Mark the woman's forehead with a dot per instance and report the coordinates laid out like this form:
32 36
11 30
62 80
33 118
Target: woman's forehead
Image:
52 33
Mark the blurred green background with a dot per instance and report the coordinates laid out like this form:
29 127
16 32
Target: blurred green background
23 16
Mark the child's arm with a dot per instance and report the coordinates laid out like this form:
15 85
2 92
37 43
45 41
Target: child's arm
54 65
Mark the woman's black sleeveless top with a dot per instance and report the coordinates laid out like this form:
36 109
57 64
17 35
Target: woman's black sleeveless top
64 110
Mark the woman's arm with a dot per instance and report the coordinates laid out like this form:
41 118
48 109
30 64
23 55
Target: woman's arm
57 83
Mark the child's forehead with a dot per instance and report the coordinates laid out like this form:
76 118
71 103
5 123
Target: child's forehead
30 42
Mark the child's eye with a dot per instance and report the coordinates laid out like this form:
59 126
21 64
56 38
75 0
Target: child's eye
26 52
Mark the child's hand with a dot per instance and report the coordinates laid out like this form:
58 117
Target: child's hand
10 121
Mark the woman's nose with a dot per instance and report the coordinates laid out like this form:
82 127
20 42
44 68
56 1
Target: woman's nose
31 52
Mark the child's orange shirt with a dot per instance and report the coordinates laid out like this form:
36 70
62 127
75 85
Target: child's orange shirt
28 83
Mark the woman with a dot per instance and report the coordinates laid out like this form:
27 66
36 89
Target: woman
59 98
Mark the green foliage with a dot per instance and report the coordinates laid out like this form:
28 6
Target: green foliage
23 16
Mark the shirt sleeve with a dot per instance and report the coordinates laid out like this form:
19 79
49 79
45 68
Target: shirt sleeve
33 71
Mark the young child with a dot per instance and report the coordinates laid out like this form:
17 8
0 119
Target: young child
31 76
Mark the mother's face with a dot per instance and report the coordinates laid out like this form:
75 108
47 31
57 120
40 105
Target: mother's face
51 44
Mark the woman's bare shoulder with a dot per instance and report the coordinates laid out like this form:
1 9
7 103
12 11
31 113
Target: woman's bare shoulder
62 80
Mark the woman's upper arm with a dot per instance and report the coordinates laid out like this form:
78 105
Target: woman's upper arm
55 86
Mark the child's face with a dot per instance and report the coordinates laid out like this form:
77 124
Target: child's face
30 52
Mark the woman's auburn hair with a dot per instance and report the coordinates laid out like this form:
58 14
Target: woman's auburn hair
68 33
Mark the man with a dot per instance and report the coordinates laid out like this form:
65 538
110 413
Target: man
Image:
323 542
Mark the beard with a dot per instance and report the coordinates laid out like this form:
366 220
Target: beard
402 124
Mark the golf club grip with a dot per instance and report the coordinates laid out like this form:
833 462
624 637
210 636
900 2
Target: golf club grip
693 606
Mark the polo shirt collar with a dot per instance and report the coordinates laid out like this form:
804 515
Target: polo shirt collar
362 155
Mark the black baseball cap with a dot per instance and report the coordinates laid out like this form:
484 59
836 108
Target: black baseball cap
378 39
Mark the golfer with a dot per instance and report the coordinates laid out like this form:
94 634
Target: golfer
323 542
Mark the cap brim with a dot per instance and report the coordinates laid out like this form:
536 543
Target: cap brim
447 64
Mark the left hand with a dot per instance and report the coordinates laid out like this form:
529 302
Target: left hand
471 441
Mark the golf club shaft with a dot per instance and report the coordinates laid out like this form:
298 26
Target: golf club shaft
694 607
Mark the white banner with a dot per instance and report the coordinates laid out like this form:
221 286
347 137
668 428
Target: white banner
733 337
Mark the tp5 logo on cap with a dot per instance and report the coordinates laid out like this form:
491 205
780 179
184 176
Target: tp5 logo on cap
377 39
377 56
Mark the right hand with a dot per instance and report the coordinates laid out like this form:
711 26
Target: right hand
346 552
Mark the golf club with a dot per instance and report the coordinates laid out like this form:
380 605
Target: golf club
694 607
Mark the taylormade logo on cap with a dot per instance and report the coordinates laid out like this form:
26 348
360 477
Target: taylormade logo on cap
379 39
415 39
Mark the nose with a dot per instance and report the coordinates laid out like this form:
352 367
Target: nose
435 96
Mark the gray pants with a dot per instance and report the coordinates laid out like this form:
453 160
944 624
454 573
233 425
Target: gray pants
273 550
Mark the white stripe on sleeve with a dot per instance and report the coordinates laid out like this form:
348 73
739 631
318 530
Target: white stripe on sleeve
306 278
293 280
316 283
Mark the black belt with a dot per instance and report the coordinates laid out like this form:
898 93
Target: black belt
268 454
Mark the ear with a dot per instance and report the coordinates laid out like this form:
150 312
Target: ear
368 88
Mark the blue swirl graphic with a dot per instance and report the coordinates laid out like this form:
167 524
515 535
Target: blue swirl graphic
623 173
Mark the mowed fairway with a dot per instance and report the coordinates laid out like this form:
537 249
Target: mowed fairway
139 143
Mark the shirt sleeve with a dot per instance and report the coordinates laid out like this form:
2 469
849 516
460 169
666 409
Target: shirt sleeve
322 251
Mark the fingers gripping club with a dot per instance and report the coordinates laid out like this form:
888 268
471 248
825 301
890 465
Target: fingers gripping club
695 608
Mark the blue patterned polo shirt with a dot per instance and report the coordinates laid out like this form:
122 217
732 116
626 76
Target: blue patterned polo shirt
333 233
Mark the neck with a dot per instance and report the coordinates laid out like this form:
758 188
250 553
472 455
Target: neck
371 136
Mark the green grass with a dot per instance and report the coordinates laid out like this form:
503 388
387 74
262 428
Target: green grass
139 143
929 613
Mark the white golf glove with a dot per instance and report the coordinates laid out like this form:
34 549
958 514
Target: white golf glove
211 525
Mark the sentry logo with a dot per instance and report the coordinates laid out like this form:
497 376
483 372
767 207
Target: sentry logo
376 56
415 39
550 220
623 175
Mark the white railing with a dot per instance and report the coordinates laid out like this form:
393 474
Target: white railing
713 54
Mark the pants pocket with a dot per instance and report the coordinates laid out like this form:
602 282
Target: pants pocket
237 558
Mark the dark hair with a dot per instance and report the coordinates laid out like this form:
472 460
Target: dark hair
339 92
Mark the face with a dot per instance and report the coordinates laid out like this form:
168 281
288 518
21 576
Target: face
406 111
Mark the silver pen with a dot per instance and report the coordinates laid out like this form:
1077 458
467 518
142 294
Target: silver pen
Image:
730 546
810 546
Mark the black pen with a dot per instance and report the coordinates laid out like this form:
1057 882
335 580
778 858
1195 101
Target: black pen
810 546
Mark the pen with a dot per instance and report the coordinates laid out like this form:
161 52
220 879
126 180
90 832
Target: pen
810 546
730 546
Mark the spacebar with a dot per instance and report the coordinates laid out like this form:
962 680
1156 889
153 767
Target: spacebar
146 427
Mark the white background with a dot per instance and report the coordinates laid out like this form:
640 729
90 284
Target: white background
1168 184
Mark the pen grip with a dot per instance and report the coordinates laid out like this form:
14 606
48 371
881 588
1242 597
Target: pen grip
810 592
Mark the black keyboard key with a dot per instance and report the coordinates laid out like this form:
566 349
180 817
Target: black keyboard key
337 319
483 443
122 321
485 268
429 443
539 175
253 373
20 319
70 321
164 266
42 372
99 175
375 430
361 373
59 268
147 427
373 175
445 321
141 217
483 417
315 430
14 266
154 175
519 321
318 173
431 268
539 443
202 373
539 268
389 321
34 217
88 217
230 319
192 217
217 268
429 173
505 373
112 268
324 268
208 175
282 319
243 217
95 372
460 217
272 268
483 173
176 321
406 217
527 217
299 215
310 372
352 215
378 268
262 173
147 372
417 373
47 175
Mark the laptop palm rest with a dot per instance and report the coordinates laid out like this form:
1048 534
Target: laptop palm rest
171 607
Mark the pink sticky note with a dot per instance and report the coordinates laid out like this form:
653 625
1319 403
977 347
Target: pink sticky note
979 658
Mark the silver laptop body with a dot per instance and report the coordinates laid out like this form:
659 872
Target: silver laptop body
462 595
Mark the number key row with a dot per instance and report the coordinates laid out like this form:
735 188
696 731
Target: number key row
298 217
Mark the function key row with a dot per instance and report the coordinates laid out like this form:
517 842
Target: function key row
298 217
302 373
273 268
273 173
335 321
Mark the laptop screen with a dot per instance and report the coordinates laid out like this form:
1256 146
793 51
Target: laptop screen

══════════════════════════════

• GIVEN REQUEST
Can you restate the listing from the line containing "Mark the laptop palm" down through its end, with "laptop" replaced by "notebook" and everything else left unchanged?

• WRITTEN SOLUTION
Mark the notebook palm rest with a dot per instance and report the coordinates laid out like this form:
1048 534
Target: notebook palm rest
171 607
Mark the pink sticky note with a dot per instance and report the coordinates laid out like this form:
653 625
1319 403
977 347
Target: pink sticky note
979 658
Mark the silver notebook body with a dot per instance and report the coordinates laid out like this form:
659 872
Target: silver notebook body
462 595
Mark the number key row with a dot per instance and report the coordinates laid out like this form:
735 188
696 731
Target: number key row
298 217
Mark the function key row with a dot per instance and report the coordinates laid out like this form:
517 842
Target: function key row
298 217
302 373
273 268
273 173
335 321
Mark the notebook screen with a dot per instance and report the coordinates laid out like this form:
1256 146
793 51
Target: notebook screen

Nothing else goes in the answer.